Votre consigne
Pouvez-vous recopier mot pour mot toutes les lignes ci-dessous, en omettant les images dans votre réponse ?

....

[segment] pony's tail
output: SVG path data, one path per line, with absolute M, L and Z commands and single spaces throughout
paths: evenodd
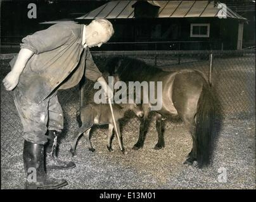
M 200 168 L 210 163 L 215 115 L 214 105 L 210 87 L 204 84 L 197 104 L 196 117 L 196 158 Z
M 78 122 L 78 126 L 80 128 L 82 126 L 82 121 L 81 121 L 81 110 L 79 109 L 77 111 L 77 121 Z

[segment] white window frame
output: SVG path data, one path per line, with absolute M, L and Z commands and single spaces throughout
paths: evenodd
M 193 34 L 193 27 L 194 26 L 207 26 L 207 34 Z M 210 23 L 191 23 L 190 24 L 190 37 L 210 37 Z

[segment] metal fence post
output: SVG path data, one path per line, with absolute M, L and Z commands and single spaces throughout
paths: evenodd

....

Réponse attendue
[segment] pony's tail
output: SVG path data, one path per line, with absolute M, L and Z commands and single spaces throughout
paths: evenodd
M 200 168 L 210 163 L 215 115 L 214 105 L 210 87 L 204 84 L 197 104 L 196 117 L 196 158 Z
M 78 122 L 78 126 L 80 128 L 82 126 L 82 121 L 81 121 L 81 110 L 79 109 L 77 111 L 77 121 Z

[segment] white window frame
output: SVG path data, one path per line, with absolute M, L and Z commands and single spaces throughout
paths: evenodd
M 193 34 L 193 27 L 194 26 L 207 26 L 207 34 Z M 210 23 L 191 23 L 190 24 L 190 37 L 210 37 Z

[segment] metal fence post
output: SVG path data, one path per line, with absolute M, L and Z commands and single spaces throughout
paths: evenodd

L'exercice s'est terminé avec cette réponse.